Texto de leitura |
1. OS PRINCÍPIOS DA EXECUÇÃO PENAL

 Sinteticamente, não basta existir uma norma, ela deverá ser sempre aplicada. Na seara do Processo Penal, os princípios são comumente invocados para salvaguardar uma série de direitos constitucionais dos apenados, de modo que eventuais abusos de poder não ocorram[1].

Ainda, impieroso salientar a necessidade do surgimento de um processo de execução[2] como meio de viabilizar a aplicabilidade das regras dispostas no Código de Processo Penal e na Lei de Execução Penal, onde tais princípios devem ser taxativamente observados, além é claro, das demais garantias constitucionais.

De modo abrangente, a doutrina tem admitido uma grande quantidade de princípios no condizente ao estudo da execução da pena, dentro os quais, serão listados os mais citados:

 2.1. PRINCÍPIO DA LEGALIDADE

 Sendo este um princípio acima de tudo orientador e regulador da norma penal, o mesmo serve como base para uma série de outros princípios, pois ele garante que nenhum fato será considerado crime sem uma lei anterior que o defina[3], conforme preconiza o artigo 1º do Código Penal. Nestes termos:

 Art. 1º - Não há crime sem lei anterior que o defina. Não há pena sem prévia cominação legal.

Material apresentado |
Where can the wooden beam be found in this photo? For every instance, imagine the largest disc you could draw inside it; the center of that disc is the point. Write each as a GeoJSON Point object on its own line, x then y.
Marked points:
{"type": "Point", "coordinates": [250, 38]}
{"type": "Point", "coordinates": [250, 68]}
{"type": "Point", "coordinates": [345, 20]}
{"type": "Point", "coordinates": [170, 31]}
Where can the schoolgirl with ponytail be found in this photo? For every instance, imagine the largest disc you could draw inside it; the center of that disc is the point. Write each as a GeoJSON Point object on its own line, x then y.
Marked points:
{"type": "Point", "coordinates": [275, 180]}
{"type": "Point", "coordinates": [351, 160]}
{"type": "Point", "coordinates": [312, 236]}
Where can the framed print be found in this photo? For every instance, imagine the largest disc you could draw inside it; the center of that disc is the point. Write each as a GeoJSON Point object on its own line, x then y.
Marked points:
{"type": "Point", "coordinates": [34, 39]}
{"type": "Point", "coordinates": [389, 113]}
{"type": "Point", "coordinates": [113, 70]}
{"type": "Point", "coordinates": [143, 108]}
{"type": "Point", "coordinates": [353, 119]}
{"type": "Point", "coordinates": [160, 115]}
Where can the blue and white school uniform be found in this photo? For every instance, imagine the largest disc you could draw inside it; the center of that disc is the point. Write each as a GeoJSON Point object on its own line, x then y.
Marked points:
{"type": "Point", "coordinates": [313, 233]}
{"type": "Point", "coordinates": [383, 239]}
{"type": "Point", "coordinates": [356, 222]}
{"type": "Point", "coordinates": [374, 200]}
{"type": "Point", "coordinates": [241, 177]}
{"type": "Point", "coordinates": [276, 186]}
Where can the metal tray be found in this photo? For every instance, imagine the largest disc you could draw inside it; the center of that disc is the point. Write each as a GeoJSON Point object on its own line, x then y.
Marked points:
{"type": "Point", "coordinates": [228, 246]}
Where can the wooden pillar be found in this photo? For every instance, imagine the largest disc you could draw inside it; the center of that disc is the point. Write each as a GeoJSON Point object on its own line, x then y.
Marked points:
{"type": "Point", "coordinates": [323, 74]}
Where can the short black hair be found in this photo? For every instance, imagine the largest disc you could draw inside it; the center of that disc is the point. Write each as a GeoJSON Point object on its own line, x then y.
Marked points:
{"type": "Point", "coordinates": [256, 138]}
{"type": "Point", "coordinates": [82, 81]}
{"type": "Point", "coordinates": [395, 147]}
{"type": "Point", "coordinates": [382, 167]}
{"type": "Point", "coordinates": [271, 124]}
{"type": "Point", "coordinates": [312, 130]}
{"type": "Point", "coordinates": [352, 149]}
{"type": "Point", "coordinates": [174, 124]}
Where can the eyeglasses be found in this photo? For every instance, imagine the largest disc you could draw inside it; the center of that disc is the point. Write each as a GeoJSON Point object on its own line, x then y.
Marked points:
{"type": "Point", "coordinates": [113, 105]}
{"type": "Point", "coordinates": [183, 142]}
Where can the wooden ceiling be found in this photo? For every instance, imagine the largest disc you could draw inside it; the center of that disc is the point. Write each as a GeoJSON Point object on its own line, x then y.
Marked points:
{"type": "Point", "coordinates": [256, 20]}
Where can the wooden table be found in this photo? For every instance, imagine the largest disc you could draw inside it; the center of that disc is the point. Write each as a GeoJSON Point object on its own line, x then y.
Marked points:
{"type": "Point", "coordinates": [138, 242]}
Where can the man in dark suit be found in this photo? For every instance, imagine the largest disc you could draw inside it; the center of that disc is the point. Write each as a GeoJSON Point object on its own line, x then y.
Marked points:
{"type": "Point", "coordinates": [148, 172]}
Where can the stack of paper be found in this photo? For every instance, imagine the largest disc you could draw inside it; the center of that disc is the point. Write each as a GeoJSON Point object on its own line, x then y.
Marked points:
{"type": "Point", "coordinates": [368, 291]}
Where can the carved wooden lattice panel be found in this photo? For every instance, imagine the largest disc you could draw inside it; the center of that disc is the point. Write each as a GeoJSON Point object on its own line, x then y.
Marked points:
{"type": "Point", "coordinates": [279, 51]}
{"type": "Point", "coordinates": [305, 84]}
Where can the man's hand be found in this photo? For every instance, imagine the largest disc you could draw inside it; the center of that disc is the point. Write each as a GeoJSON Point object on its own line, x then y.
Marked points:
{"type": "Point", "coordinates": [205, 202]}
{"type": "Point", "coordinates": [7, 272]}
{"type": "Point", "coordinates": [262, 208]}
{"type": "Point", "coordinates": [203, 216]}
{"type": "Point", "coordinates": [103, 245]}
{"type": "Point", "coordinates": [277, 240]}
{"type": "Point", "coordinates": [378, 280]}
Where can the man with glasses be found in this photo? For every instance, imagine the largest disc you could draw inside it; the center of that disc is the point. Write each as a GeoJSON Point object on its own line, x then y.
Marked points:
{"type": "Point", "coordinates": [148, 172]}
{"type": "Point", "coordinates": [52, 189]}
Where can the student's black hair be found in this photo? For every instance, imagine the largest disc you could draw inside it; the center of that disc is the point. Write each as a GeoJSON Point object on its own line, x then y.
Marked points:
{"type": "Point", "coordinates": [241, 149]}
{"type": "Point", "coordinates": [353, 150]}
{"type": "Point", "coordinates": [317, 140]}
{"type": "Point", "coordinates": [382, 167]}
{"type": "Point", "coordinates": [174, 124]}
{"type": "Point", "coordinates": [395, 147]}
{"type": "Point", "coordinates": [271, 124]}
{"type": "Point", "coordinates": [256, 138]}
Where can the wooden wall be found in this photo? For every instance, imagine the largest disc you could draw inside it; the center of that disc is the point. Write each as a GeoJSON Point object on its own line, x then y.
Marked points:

Objetivos |
• A. Responda, com base no texto sobre os princípios da execução penal:
(i) Para que os princípios são comumente invocados na seara do Processo Penal?
(ii) As regras de quais dois diplomas o processo de execução deve viabilizar?
(iii) Qual artigo do Código Penal é citado como fonte do princípio da legalidade?
• B. Redija a continuação do texto sobre os princípios da execução penal, a partir da última frase apresentada.

Respostas |
• A.
(i) Para salvaguardar uma série de direitos constitucionais dos apenados, de modo que eventuais abusos de poder não ocorram.
(ii) As regras do Código de Processo Penal e da Lei de Execução Penal.
(iii) O artigo 1º.

• B.
 Isto igualmente significa que qualquer crime deverá ser previamente identificado como um ato antijurídico, com a devida instrução em lei do seu respectivo tipo penal e a sua previsão de pena, não sendo isto nenhuma novidade, pois tal princípio é aplicado no Brasil pelo menos desde 1824 [4].

 1.2.            PRINCÍPIO DA ISONOMIA

 O principio da isonomia está positivado no caput do artigo 5º da Constituição Federal, e igualmente no artigo 3º da LEP, que dispõe:

 Art. 3º - Ao condenado e ao internado serão assegurados todos os direitos não atingidos pela sentença ou pela lei.

Parágrafo único - Não haverá qualquer distinção de natureza racial, social, religiosa ou política.

 Portanto, este princípio visa tão somente à garantia de que todos os apenados sejam efetivamente tratados sem diferenças, proibindo qualquer forma de discriminação[5].

 1.3.            PRINCÍPIO DA INTERVENÇÃO MÍNIMA

 Segundo este princípio, o Direito Penal só deverá intervir na hipótese de um grave ou relevante ataque a um bem jurídico[6], sendo desnecessário o seu uso em situações menos importantes, existindo outros ramos do direito para isto.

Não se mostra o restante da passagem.